[Items with annotated coordinates]
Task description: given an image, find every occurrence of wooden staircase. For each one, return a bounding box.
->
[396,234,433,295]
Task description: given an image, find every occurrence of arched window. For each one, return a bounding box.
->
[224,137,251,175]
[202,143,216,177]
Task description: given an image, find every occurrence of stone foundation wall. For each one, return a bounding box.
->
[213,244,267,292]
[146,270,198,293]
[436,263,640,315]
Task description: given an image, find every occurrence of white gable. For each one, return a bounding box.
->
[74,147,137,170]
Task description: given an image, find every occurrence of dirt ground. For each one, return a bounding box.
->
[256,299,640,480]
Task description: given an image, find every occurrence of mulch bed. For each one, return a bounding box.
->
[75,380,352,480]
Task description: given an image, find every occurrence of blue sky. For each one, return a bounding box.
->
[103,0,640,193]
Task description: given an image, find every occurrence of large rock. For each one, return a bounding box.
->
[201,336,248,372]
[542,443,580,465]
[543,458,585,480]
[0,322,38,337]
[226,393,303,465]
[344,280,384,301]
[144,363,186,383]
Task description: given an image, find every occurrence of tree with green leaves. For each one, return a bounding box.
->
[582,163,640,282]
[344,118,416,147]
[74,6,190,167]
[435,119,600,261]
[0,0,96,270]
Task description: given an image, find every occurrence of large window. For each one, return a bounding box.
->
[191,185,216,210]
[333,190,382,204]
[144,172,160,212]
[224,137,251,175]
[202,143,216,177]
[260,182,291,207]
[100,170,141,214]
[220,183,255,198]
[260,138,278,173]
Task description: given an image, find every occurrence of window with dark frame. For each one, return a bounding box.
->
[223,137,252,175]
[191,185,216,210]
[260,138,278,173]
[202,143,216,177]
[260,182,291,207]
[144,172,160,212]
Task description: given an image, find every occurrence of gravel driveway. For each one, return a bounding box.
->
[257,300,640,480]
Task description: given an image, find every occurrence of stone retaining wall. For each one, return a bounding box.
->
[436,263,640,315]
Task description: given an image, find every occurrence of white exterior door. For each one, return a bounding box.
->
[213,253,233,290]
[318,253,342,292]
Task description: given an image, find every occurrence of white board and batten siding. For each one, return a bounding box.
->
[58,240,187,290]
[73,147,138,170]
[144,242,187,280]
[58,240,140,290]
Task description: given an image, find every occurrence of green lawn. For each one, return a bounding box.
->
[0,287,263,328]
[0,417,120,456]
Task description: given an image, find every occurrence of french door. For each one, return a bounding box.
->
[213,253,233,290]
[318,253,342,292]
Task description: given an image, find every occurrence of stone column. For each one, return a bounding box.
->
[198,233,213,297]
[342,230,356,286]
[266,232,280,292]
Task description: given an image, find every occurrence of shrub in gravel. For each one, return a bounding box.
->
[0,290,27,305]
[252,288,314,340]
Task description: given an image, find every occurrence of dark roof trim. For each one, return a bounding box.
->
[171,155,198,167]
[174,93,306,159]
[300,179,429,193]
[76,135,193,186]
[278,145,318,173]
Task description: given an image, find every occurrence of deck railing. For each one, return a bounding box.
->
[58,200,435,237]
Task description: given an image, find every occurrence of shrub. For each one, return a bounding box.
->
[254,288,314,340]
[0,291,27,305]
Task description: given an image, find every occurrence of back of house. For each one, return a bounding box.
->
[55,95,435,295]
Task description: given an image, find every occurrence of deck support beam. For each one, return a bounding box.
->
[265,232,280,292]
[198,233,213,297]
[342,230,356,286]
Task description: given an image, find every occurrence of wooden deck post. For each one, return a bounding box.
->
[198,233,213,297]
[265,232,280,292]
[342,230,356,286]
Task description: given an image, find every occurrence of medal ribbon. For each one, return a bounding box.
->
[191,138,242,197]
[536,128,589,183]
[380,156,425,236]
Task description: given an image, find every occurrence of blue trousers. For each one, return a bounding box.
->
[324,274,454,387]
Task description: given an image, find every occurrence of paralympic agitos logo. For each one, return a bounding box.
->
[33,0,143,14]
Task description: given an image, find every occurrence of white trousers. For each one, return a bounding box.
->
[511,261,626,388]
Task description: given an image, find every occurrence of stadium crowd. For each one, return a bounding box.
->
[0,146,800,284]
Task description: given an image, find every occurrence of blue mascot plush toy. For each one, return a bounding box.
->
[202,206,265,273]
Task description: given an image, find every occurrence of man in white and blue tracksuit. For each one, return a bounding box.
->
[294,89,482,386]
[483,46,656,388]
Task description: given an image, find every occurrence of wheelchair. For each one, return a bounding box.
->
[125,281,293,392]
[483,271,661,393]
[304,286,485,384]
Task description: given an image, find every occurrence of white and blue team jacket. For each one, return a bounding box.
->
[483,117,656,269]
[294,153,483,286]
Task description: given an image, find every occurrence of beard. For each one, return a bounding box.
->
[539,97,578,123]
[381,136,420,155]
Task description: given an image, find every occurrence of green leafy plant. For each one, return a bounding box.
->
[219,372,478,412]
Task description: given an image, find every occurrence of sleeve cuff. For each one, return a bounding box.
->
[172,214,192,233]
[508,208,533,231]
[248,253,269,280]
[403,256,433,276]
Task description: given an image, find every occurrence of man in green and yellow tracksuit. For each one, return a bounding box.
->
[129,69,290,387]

Objective:
Reproduce all of the items above word for word, changing nothing.

Written answer:
Task description: given an image, find every occurrence of wooden staircase. For each one, return a bounding box.
->
[396,234,433,295]
Task description: given an image, find every occurrence of arched window. For each one, return a bounding box.
->
[224,137,251,175]
[202,143,216,177]
Task description: given an image, find every occurrence of stone foundation wall. For each one, return a bounding box.
->
[213,244,267,292]
[146,270,198,293]
[436,263,640,315]
Task description: given an image, find every occurrence of white gable. For each one, return a bounding box.
->
[74,147,137,170]
Task description: given an image, find every occurrence of dirt ground. For each one, return a bounding box.
->
[256,299,640,480]
Task description: given an image, find every occurrence of mulch bed. For each one, return a bounding box.
->
[75,380,352,480]
Task description: given an image, find every occurrence of blue sky. For each one, return a bounding box.
->
[103,0,640,193]
Task description: given an image, find every occurrence of large rock. For each one, return a bounding box.
->
[201,336,248,372]
[542,443,580,465]
[543,458,585,480]
[0,322,38,337]
[226,393,303,465]
[344,280,384,301]
[144,363,186,383]
Task description: given an image, find every occurrence of tree with green leaves. For each one, return a bounding box.
->
[582,163,640,282]
[344,118,416,147]
[74,6,190,167]
[435,119,600,261]
[0,0,96,270]
Task description: given an image, find every occurrence of large window. For each one, return a bounding box.
->
[191,185,216,210]
[333,190,382,204]
[144,172,160,212]
[224,137,251,175]
[202,143,216,177]
[260,182,291,207]
[100,170,141,214]
[220,183,255,198]
[260,138,278,173]
Task description: given an image, find every occurrence of window with dark frame. For each one, return a bounding box.
->
[223,137,252,175]
[191,185,216,210]
[260,138,278,173]
[202,143,216,177]
[260,182,291,207]
[144,172,160,212]
Task description: given an image, find every occurrence of gravel driveway. For each one, return a bounding box.
->
[257,300,640,480]
Task description: given an image, find every occurrence of stone retaining wall. For each one, return a bounding box.
->
[436,263,640,315]
Task description: given an image, find every occurrence of white exterior door. For each one, return a bounding box.
->
[213,253,233,290]
[318,253,342,292]
Task description: given an image, find every occurrence of white board and batten siding. For each one, return a bounding box.
->
[58,240,187,290]
[73,147,138,170]
[144,242,187,280]
[58,240,140,290]
Task description: given an image, find every occurrence of green lawn. For each one, return a bounding box.
->
[0,287,263,328]
[0,417,120,456]
Task description: given an image, find every occurrence of french door. For each one, return a bounding box.
->
[213,253,233,290]
[318,253,342,292]
Task description: given an image, find every occurrence of stone column. For each one, return a bounding box.
->
[198,233,213,297]
[342,230,356,286]
[266,232,280,292]
Task description: given an image, find every occurrence of shrub in gravel. For each one, return a bounding box.
->
[0,290,27,305]
[252,288,314,340]
Task description: given an image, find every occurrence of dark roof trim. For each one, return a bounding box.
->
[171,155,198,167]
[174,93,306,159]
[300,179,429,193]
[76,135,193,186]
[278,145,318,173]
Task description: given an image, find every occurrence of deck railing. For each one, return a bounding box.
->
[58,200,435,237]
Task description: given an image, find every occurrence of shrub. For each one, return a bounding box.
->
[254,288,314,340]
[0,291,27,305]
Task description: given an image, find every occurrence of back of house. For each one, return a bounding box.
->
[55,95,435,295]
Task description: given an image, find every occurrence of deck support beam. For each one, return a bounding box.
->
[265,232,280,292]
[198,233,213,297]
[342,230,356,286]
Task description: given an image, find every occurrence of wooden deck post. For each one, return a bounding box.
->
[198,233,213,297]
[265,232,280,292]
[342,230,356,286]
Task description: given an image, find every occurrence of medal ribbon. For each one, return a bounding box.
->
[191,138,242,197]
[536,128,589,183]
[380,156,425,236]
Task description: given an image, find every occurrence of blue trousers. For each one, return a bounding box.
->
[324,274,454,387]
Task description: given an image, find every occurrence of paralympic agitos logo. For each one, return a bounding box.
->
[33,0,143,14]
Task description: given an image, find every occurrence of white trousers. For each one, return a bounding box.
->
[511,261,626,388]
Task description: given an image, find every occurrence of stadium crowd. For each one, return a bounding box.
->
[0,146,800,284]
Task description: given an image, find every occurrence of blue mascot plush toy. For each one, return a bounding box.
->
[202,206,265,273]
Task description: given an image, find every occurrence of man in white and blue tracksuit. For each one, return a bounding box.
->
[294,89,482,386]
[483,46,656,388]
Task description: given an image, find every occurrence of wheelchair. For each one, return a bounding box.
->
[125,281,293,392]
[483,271,661,393]
[304,286,485,384]
Task description: given an image, find every occurrence of white and blue team jacket. For each one, return a bounding box.
->
[483,117,656,269]
[294,153,483,286]
Task description: given an image, find every occurrence of beard. For each one, return a bounding box.
->
[539,97,578,123]
[381,136,420,155]
Task description: given an image, find every occurrence of green leafy plant. For each one, return a bounding box.
->
[219,372,478,412]
Task description: given an image, find every occurrence of sleeve cuff. For each one, return a bounding box.
->
[172,214,192,233]
[508,208,533,231]
[248,253,269,280]
[403,256,433,276]
Task description: given an image, find every occurrence of man in green and yellow tracksuit. For each one, return a bounding box.
->
[129,69,290,387]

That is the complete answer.